### Work to do:
Continue the commentary on Putin's invasion of Ukraine and the Western response, picking up after its last sentence and not the listing that follows it.

### Text provided:
┄┄┄┄┄┄
And it is not going according to plan. It seems Putin was banking on the EU remaining divided and cynically focused on business to ensure the bloc would do what it always does when it comes to sanctions on Russia: obfuscate and fudge.
The US was easier to predict. Russia had long ago paid down its debt and got out of dollar-denominated assets making it impervious to US sanctions. But Putin must be shocked by the unanimity and decisiveness of the EU’s response – especially the freeze on the Central Bank of Russia’s gross international reserves (GIR) on February 27, which it appears the Kremlin was not expecting.
But he ordered the invasion and even as Russia’s economy goes into free fall and will now become another Iran that will curb its development and prosperity for a generation, he is not going to back down.
It looks like the action of a madman. The international sanctions are one thing but the reaction of the Russian people is entirely different. Presumably he is doing this for the “greater good of Russia,” which he has always claimed as his motivation.
But his own people have almost universally condemned the invasion. All the Russian friends I have talked to in the past week are in shock. Everyone agrees an unprovoked attack on Ukraine is senseless. Their dreams of an improving life and a better Russia for their children have been dashed. A lot of Russians are now talking about leaving.
As the protests and complaints swell at home Putin is already acting with ruthless efficiency to cut that movement off at the knees. The press and social media have already been almost entirely shut down and if widely expected mass protests appear the police response to them is likely to be brutal and swift.
So what is Putin’s world view that has led to these seeming self-destructive decisions? I have criticised other commentators for telling us “what Putin really thinks.” Well, now I’m going to have a go at doing the same thing.
The main problem is that Putin sees the West, and Nato in particular, as “the enemy.”
I mean this in a literal sense. As I have written elsewhere, he reached out at the start of his first term to join both Nato and the EU and was rejected on both counts. Then Russia was rebuffed when it tried to take over the Opel carmaker by former German chancellor Angela Merkel and refused seats on the board when it bought a lot of shares in EADS, the European plane maker. And there are many more examples of these rebuffs. In these cases, Russia was hoping to use these companies to rescue its automotive and aviation industries, respectively.
It also took 19 years before the WTO finally admitted Russia as a member in August 2012. The West was clearly extremely reluctant to allow Russia to join the global trade club and only finally conceded when it got too embarrassing to continue to exclude it. Russia effectively left the club again two years later when it imposed tit-for-tat agro-sanctions on the EU after the annexation of Crimea.
Taking the Crimea in 2014 and ensuring the Kremlin’s control of the naval base there was also part of Putin’s long-term planning for the coming clash. He has been working on this invasion for a very long time. That is the problem: he has been convinced that the West is the enemy for well over a decade.
┄┄┄┄┄┄
### Records shown:
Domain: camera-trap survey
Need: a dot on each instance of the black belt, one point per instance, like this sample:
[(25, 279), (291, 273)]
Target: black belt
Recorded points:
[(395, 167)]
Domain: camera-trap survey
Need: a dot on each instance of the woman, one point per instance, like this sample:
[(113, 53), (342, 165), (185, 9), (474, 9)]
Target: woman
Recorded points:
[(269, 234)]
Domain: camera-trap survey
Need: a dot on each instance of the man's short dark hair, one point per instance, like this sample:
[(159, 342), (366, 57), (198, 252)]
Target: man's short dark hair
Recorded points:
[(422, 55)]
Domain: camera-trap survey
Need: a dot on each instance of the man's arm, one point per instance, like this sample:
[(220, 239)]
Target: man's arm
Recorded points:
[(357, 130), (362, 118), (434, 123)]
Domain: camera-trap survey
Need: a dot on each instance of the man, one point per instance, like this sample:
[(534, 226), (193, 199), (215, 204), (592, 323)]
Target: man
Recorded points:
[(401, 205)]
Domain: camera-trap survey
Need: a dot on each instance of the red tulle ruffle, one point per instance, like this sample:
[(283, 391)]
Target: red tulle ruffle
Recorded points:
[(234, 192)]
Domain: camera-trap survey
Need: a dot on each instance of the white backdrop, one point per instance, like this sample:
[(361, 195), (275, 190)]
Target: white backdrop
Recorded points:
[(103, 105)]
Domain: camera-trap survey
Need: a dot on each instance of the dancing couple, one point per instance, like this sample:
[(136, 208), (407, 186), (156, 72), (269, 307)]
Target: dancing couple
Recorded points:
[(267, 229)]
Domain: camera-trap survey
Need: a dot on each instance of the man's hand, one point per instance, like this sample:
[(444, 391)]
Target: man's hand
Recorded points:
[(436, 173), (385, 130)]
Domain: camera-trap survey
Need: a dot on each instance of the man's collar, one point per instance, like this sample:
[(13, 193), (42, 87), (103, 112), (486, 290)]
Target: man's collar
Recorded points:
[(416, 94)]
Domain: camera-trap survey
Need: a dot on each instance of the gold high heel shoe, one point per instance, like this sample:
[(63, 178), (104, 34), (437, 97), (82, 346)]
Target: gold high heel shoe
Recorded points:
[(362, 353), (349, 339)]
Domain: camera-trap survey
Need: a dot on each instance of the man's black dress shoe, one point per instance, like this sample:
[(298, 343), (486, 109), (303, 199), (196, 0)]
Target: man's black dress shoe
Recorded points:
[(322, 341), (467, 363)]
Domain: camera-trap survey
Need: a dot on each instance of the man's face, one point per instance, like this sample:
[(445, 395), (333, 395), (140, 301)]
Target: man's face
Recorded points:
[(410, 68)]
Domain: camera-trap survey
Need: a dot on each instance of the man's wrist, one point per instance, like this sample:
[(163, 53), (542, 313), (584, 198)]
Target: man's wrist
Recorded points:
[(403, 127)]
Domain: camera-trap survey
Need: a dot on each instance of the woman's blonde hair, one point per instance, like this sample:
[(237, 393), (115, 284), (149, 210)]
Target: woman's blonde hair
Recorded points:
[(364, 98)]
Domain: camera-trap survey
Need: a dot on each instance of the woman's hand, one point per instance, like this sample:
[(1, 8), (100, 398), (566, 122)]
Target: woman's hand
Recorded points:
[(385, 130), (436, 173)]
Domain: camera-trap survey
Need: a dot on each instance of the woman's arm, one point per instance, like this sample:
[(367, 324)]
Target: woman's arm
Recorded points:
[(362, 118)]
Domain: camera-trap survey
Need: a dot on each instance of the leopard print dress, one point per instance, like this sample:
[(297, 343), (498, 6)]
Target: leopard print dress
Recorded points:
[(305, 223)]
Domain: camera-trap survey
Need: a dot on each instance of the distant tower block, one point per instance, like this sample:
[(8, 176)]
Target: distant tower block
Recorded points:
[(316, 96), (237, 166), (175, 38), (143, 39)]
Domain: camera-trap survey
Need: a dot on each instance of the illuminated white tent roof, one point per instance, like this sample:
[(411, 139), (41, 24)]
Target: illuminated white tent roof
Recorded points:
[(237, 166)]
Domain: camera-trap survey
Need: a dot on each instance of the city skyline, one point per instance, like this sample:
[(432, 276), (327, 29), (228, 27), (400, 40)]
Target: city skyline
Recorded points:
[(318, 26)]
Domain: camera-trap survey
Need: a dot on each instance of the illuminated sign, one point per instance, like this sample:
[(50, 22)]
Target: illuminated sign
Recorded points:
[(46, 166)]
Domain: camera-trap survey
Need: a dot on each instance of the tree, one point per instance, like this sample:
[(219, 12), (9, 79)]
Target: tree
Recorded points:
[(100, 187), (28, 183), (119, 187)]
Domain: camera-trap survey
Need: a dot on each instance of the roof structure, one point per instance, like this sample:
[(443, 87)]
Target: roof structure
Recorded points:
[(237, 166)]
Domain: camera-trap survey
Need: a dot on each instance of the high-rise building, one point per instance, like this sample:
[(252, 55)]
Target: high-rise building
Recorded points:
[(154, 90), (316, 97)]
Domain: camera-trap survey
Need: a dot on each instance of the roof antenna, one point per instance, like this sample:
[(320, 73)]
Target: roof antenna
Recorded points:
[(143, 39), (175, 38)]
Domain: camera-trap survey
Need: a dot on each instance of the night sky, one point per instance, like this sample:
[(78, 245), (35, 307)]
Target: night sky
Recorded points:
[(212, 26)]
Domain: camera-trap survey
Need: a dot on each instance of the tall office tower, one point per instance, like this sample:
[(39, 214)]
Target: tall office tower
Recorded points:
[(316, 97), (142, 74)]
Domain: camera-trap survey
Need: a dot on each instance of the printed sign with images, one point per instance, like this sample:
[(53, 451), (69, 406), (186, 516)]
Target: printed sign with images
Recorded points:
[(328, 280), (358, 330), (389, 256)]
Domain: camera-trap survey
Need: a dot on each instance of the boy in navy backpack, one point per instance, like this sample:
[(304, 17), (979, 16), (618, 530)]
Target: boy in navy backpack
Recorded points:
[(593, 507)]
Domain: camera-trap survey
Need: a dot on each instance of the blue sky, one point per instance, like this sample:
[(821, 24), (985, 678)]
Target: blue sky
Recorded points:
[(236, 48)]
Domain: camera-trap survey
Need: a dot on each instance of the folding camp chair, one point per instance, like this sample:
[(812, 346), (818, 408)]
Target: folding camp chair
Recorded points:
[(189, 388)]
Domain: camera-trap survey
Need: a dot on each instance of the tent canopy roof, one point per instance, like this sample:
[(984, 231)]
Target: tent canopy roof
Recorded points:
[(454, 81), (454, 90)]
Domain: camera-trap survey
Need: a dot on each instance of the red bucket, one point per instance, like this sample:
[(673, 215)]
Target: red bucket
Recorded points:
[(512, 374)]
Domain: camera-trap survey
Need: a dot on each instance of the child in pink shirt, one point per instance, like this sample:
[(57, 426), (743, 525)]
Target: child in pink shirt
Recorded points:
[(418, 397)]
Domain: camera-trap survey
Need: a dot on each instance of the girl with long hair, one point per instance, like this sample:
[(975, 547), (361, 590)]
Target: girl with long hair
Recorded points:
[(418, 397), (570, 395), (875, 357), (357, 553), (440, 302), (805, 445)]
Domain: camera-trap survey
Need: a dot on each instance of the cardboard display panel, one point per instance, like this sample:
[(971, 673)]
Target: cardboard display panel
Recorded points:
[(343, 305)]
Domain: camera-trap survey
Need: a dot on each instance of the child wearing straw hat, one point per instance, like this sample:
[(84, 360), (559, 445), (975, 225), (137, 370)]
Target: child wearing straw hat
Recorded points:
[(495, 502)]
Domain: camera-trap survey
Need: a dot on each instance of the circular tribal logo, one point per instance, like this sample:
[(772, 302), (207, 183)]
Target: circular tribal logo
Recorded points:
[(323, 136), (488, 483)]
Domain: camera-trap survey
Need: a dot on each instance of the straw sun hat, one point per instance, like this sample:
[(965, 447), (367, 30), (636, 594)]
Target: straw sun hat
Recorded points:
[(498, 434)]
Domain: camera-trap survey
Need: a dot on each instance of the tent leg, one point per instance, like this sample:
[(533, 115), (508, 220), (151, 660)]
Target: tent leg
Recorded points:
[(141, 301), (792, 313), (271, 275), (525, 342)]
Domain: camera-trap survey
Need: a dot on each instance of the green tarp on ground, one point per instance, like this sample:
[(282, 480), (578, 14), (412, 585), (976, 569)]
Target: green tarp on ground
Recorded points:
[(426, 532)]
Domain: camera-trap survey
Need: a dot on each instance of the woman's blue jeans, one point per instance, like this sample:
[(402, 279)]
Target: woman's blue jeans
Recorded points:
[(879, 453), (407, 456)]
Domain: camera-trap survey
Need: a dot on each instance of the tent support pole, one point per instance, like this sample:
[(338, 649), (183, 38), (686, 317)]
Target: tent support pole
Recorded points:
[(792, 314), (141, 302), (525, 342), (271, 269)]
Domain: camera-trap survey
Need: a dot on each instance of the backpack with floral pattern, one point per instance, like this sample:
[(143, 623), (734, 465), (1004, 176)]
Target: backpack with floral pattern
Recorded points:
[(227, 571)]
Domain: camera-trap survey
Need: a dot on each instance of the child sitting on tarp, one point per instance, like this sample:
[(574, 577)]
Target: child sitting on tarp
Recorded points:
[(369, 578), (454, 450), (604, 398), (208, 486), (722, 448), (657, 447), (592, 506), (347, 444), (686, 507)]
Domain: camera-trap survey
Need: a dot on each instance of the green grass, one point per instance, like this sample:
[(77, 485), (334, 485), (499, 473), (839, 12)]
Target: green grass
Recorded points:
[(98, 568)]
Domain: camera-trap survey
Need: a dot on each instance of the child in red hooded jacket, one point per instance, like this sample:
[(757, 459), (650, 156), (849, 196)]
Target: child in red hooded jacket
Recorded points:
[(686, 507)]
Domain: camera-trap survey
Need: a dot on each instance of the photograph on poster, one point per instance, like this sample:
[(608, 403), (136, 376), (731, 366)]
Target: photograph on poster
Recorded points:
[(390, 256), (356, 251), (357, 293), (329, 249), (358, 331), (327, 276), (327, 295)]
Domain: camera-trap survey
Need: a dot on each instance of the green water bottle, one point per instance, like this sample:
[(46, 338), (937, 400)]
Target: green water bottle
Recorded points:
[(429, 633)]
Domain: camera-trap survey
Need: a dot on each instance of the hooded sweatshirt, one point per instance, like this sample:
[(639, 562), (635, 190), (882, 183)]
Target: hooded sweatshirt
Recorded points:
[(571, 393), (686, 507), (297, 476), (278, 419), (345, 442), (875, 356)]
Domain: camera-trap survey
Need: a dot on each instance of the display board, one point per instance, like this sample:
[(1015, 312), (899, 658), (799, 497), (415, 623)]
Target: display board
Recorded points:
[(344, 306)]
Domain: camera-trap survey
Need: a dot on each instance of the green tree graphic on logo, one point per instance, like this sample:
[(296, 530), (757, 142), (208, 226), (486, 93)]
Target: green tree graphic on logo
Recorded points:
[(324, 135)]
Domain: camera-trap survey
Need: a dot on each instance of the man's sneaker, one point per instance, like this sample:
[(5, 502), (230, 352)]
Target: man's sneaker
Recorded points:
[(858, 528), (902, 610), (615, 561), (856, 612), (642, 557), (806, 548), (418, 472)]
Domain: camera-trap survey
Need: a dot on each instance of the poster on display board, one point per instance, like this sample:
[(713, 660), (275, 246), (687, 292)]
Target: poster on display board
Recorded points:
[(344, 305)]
┄┄┄┄┄┄
### Response to this task:
Things started to really deteriorate for him when the US unilaterally withdrew from the ABM missile treaty, which was then extended to the implementation of the so-called missile shield in Europe and rockets moving into Poland and Romania.
All of this has fed Putin’s paranoia. That was highlighted by one of the clauses in the Russian Foreign Ministry’s eight-point list of demands issued in December. The barely discussed Article three says: “The parties reaffirm that they do not consider each other as adversaries and maintain a dialogue.”
By rejecting this list, the West, as far as Putin is concerned, affirmed that it sees Russia as an enemy, which is also confirmed, for Putin, by the exclusive nature of the European security set-up. If Russia is not included in Europe’s security infrastructure then it is the enemy.
But it goes beyond that, which is where the twisted reality comes in. Putin not only see the West as an enemy; he sees it as an existential threat. He seems to assume that Ukraine’s membership of Nato is inevitable, despite the fact that no membership has been offered, nor is it ever likely to be offered. He seems to assume that the appearance of Nato missiles on Ukraine’s soil is also inevitable and that the US will inevitably use that pressure to make demands on Russia at the point of a gun.
Nato Secretary-General Jens Stoltenberg has said repeatedly that Nato is a defensive organisation. The Kremlin has repeatedly pointed to the offensive Nato campaigns in Kosovo and Libya as evidence that this is not true and that has also fed Putin’s paranoia.
From Putin’s perspective then he is acting purely rationally to head off an inevitable existential threat to Russia before the inevitable attack can happen, before those missiles arrive in Ukraine.
The second distortion is that Putin apparently seems to believe that he has nothing to lose. The West is already the enemy. It is already hellbent on destroying Russia. The destruction of the Russian economy was going to happen anyway. All that Putin is doing is bringing the clash forward and doing it on his terms, where he hopes to control the situation rather than waiting until those missiles are in Ukraine and Russia has been dealt an unwinnable hand.
From this perspective Putin has not destroyed anything as far as he is concerned. He has just made an implicit threat explicit and he has prepared Russia with his fiscal fortress for a fight that was going to happen anyway.
Russia’s economy was always going to be wrecked by the West, but just now Putin is ready for the battle and seems to hope that Russia can just re-orientate away from the West and turn to Asia instead. This is certainly true for the gas business: Gazprom CEO Alexei Miller highlighted that Russia’s energy future lies in China in a speech last September.
“There is no doubt that the Chinese market is the most dynamic and fast-growing one, and it shows simply unbelievable consumption growth rates every year,” Miller said. “Moreover, the annual volume of gas imports [to China] is expected to reach 300bn cubic metres as early as by 2023, in just 15 years. The figure is just staggering,” Miller told delegates at a Gazprom conference. For comparison, Gazprom currently exports some 200 bcm of gas to Europe each year, but only about 10 bcm to China.
How can Putin, in the name of making Russia great again, so blithely and thoroughly destroy its economy and condemn its people to a second-class life? That is an easy one. Putin is displaying a pure Soviet mentality: where the citizens are expected to make sacrifices for the good of the Motherland. bne IntelliNews has written about this before in the clash between the Moscow Consensus, which prioritises the state over the individual, versus the Washington Consensus that puts individual happiness at the centre of its ideology. The Chinese think the same way.
So yes, Putin has gone mad, but in a perfectly rational and understandable way. I personally believe that the solution to Putin’s dilemma was to concede that Russia lost the Cold War and that it is unable to prevent Ukraine joining Nato. The focus would then be on growing the economy and building up business with the West.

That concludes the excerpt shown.